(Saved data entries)
────
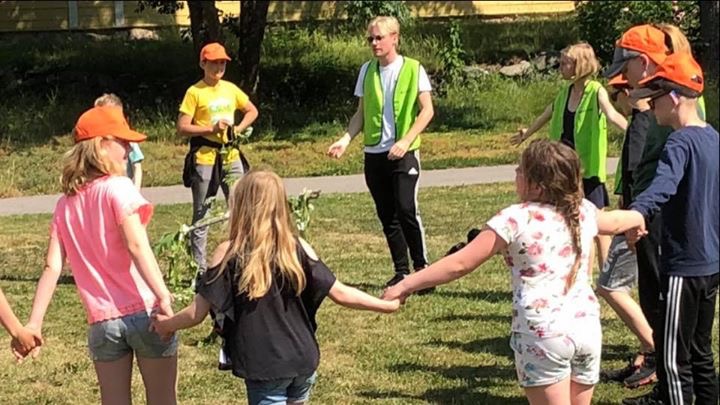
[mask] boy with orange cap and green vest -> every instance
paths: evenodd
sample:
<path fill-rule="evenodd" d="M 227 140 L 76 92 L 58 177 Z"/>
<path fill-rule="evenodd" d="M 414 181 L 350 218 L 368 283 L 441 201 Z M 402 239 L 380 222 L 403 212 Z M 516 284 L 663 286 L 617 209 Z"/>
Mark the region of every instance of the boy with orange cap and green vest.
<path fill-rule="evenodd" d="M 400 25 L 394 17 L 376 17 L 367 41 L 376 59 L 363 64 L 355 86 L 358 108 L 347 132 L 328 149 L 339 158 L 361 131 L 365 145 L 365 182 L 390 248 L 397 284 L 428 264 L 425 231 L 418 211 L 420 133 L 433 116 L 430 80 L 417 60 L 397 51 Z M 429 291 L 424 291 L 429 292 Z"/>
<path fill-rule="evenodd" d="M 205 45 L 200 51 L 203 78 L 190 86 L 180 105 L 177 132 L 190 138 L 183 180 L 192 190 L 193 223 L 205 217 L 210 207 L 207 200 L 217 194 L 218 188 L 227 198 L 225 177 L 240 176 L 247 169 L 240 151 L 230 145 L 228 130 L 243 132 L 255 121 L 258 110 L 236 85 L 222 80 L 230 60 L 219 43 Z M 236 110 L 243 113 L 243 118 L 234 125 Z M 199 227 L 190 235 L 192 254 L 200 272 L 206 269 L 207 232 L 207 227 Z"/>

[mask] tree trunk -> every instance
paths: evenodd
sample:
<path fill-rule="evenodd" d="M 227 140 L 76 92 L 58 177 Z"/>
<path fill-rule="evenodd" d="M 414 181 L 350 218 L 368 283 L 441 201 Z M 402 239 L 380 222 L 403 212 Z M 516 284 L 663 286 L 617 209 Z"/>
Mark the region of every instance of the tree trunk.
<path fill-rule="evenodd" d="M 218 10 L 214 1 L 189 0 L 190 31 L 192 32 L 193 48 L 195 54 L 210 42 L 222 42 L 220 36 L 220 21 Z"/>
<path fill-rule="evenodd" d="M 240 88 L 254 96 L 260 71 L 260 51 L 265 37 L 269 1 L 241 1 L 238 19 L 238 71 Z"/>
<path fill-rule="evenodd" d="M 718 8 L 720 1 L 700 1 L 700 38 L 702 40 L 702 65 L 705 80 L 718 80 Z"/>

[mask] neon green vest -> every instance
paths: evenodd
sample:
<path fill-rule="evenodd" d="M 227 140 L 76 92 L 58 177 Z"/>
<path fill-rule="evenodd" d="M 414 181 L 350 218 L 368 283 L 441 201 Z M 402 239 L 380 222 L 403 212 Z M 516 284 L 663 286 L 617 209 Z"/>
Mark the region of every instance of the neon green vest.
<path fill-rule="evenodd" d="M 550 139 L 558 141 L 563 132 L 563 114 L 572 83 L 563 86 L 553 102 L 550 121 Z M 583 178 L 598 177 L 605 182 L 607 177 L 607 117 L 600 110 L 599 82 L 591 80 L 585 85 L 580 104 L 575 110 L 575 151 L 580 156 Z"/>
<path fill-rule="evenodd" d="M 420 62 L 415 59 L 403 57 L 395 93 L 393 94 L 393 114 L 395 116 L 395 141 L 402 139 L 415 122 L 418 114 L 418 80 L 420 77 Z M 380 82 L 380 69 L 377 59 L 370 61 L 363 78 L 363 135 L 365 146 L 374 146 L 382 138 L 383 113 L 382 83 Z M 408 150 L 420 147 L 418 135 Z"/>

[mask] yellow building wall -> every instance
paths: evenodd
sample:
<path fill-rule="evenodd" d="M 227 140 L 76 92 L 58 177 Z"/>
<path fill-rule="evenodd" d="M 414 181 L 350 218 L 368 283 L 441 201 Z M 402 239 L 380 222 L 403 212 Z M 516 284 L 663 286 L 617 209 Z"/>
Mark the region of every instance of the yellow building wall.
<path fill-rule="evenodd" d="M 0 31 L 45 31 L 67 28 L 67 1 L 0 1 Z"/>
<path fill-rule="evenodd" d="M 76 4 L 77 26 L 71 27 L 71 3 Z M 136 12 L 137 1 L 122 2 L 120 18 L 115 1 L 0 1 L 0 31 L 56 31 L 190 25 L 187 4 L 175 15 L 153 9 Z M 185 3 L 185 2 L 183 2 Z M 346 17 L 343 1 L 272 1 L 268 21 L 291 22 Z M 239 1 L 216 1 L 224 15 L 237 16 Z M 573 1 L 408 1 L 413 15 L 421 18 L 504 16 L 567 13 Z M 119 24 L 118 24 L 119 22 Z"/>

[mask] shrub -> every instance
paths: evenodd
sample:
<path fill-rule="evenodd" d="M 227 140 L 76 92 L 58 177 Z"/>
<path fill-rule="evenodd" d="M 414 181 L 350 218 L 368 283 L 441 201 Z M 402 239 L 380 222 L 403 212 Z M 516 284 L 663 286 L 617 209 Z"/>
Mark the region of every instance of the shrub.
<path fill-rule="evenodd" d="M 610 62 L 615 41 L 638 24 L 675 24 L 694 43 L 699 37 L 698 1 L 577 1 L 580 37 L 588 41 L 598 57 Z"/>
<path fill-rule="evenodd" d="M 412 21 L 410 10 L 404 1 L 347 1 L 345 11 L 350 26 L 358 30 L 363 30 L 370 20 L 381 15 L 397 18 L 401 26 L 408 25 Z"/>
────
WORK ITEM – Each entry, word for word, belongs in your answer; each picture does not.

WRITTEN RESPONSE –
[mask] boy with orange cap and green vest -> every instance
paths: evenodd
sample:
<path fill-rule="evenodd" d="M 227 140 L 76 92 L 58 177 Z"/>
<path fill-rule="evenodd" d="M 414 181 L 350 218 L 368 283 L 441 201 Z M 402 239 L 380 222 L 403 212 Z M 516 284 L 663 286 L 617 209 Z"/>
Mark the region of every instance of the boy with orange cap and green vest.
<path fill-rule="evenodd" d="M 400 25 L 394 17 L 376 17 L 367 41 L 376 59 L 363 64 L 355 86 L 358 108 L 347 132 L 328 149 L 339 158 L 361 131 L 365 145 L 365 182 L 390 248 L 397 284 L 428 264 L 425 231 L 418 211 L 420 133 L 433 116 L 430 80 L 417 60 L 397 51 Z M 429 291 L 424 291 L 429 292 Z"/>
<path fill-rule="evenodd" d="M 205 45 L 200 51 L 203 78 L 190 86 L 180 105 L 177 132 L 190 138 L 183 180 L 192 190 L 193 223 L 205 217 L 210 207 L 207 200 L 217 194 L 218 188 L 227 198 L 225 177 L 240 176 L 247 169 L 240 151 L 230 145 L 228 130 L 243 132 L 255 121 L 258 110 L 236 85 L 222 80 L 230 60 L 219 43 Z M 236 110 L 243 113 L 243 118 L 234 125 Z M 199 227 L 190 235 L 192 254 L 200 272 L 206 269 L 207 232 L 207 227 Z"/>

[mask] tree trunk -> every instance
paths: evenodd
sample:
<path fill-rule="evenodd" d="M 227 140 L 76 92 L 58 177 Z"/>
<path fill-rule="evenodd" d="M 414 181 L 350 218 L 368 283 L 441 201 Z M 402 239 L 380 222 L 403 212 Z M 516 284 L 663 286 L 617 209 Z"/>
Mark the region of every instance of the tree trunk.
<path fill-rule="evenodd" d="M 218 10 L 214 1 L 189 0 L 190 31 L 192 32 L 193 48 L 195 54 L 210 42 L 222 42 L 220 36 L 220 21 Z"/>
<path fill-rule="evenodd" d="M 240 88 L 254 96 L 260 71 L 260 51 L 265 37 L 269 1 L 241 1 L 238 19 L 238 71 Z"/>
<path fill-rule="evenodd" d="M 718 8 L 720 1 L 700 1 L 700 38 L 702 40 L 702 65 L 705 80 L 718 80 Z"/>

[mask] neon green vest -> every instance
paths: evenodd
sample:
<path fill-rule="evenodd" d="M 227 140 L 76 92 L 58 177 Z"/>
<path fill-rule="evenodd" d="M 414 181 L 350 218 L 368 283 L 441 201 Z M 402 239 L 380 222 L 403 212 Z M 516 284 L 663 286 L 617 209 Z"/>
Mark the region of every instance of the neon green vest.
<path fill-rule="evenodd" d="M 550 139 L 558 141 L 563 132 L 563 114 L 572 83 L 563 86 L 553 102 L 550 121 Z M 583 178 L 598 177 L 605 182 L 607 177 L 607 117 L 600 110 L 599 82 L 591 80 L 585 85 L 580 104 L 575 110 L 575 151 L 580 156 Z"/>
<path fill-rule="evenodd" d="M 420 62 L 415 59 L 403 57 L 395 93 L 393 94 L 393 114 L 395 116 L 395 141 L 402 139 L 415 122 L 418 114 L 418 80 L 420 77 Z M 380 82 L 380 69 L 377 59 L 370 61 L 363 78 L 363 135 L 365 146 L 374 146 L 382 138 L 383 113 L 382 83 Z M 408 150 L 420 147 L 418 135 Z"/>

[mask] yellow building wall -> every instance
paths: evenodd
sample:
<path fill-rule="evenodd" d="M 227 140 L 76 92 L 58 177 Z"/>
<path fill-rule="evenodd" d="M 414 181 L 350 218 L 368 283 L 441 201 Z M 402 239 L 380 222 L 403 212 Z M 516 284 L 663 286 L 617 209 Z"/>
Mark the region of every instance of the yellow building wall.
<path fill-rule="evenodd" d="M 0 31 L 45 31 L 67 28 L 67 1 L 0 1 Z"/>
<path fill-rule="evenodd" d="M 76 4 L 77 26 L 71 27 L 71 3 Z M 136 12 L 137 1 L 122 2 L 120 18 L 115 1 L 0 1 L 0 31 L 56 31 L 190 25 L 187 4 L 175 15 L 153 9 Z M 185 3 L 185 2 L 183 2 Z M 346 17 L 343 1 L 272 1 L 268 21 L 291 22 Z M 239 1 L 216 1 L 224 15 L 237 16 Z M 573 1 L 408 1 L 413 15 L 421 18 L 504 16 L 567 13 Z M 119 24 L 118 24 L 119 22 Z"/>

[mask] shrub -> every instance
paths: evenodd
sample:
<path fill-rule="evenodd" d="M 227 140 L 76 92 L 58 177 Z"/>
<path fill-rule="evenodd" d="M 414 181 L 350 218 L 368 283 L 441 201 Z M 402 239 L 380 222 L 403 212 Z M 516 284 L 663 286 L 617 209 Z"/>
Mark the region of every instance of the shrub.
<path fill-rule="evenodd" d="M 610 62 L 615 41 L 638 24 L 675 24 L 694 43 L 699 37 L 698 1 L 577 1 L 580 37 L 588 41 L 598 57 Z"/>
<path fill-rule="evenodd" d="M 412 21 L 410 10 L 404 1 L 347 1 L 345 11 L 350 26 L 358 30 L 363 30 L 370 20 L 381 15 L 397 18 L 401 26 L 408 25 Z"/>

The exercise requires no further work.